— Task prompt —
Every line of the data below that holds the string "towel" needs to be reported.

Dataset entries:
━━━━━━━━━━

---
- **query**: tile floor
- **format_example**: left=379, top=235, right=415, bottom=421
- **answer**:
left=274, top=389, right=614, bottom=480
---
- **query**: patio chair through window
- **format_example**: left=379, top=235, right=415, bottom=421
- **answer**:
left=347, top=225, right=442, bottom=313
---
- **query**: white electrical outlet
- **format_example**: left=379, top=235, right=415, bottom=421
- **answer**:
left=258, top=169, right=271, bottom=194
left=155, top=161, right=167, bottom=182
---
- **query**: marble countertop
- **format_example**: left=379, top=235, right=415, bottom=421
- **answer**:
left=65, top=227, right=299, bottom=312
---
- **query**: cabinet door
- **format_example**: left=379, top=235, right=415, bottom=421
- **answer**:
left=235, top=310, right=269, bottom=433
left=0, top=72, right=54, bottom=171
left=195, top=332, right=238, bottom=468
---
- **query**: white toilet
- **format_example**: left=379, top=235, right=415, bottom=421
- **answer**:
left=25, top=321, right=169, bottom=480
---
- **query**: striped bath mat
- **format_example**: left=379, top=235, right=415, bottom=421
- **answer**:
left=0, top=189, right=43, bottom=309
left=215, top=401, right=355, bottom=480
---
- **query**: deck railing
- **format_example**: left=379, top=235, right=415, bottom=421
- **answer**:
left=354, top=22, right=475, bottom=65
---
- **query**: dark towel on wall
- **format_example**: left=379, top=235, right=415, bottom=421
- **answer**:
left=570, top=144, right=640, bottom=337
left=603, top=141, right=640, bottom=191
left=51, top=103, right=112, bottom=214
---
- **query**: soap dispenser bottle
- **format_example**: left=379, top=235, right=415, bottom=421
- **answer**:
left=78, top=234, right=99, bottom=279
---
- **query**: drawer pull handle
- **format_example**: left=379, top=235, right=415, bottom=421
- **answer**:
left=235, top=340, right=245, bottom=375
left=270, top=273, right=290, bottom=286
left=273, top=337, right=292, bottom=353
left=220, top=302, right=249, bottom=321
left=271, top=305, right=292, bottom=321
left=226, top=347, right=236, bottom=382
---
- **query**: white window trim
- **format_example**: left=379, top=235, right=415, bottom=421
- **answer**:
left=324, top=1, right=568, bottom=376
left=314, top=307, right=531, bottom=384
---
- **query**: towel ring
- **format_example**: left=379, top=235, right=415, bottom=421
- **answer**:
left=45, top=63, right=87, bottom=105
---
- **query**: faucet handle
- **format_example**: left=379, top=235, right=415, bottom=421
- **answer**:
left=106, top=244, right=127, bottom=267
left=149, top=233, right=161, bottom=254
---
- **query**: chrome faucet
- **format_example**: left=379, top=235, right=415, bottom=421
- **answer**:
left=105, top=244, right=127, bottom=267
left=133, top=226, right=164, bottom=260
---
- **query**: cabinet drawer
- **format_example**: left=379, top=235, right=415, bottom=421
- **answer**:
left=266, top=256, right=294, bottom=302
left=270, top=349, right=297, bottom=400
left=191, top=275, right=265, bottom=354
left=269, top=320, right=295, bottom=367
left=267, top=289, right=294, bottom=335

━━━━━━━━━━

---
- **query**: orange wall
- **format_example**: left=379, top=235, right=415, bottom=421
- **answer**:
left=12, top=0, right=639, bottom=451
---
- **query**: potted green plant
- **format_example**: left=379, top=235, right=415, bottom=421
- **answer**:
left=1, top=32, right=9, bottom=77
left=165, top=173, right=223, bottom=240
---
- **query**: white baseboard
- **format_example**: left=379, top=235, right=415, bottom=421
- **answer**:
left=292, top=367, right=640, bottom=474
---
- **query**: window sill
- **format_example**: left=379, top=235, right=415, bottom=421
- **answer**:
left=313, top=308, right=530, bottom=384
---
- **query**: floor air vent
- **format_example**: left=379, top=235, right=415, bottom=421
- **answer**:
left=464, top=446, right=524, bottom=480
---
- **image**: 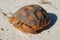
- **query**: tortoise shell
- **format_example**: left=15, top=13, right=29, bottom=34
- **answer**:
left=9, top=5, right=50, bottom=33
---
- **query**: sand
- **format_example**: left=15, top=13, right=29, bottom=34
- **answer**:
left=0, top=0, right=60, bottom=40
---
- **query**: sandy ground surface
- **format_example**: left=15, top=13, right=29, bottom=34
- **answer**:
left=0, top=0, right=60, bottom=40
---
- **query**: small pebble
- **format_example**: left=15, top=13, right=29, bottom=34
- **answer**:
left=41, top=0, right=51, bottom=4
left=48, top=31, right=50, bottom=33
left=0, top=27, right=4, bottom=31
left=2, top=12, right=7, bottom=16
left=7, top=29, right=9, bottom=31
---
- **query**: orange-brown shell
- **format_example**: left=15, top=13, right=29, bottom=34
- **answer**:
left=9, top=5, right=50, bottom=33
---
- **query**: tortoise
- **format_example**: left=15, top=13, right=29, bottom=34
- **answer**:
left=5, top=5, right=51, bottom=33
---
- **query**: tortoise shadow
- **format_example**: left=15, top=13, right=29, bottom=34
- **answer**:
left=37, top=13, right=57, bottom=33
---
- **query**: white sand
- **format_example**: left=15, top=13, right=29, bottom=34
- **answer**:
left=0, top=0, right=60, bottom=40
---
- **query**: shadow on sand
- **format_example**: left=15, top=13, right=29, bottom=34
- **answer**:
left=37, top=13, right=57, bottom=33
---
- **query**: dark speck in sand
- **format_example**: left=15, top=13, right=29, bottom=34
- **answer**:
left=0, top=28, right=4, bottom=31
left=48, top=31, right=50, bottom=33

━━━━━━━━━━

— Answer space —
- **query**: dark towel on wall
- **query**: towel ring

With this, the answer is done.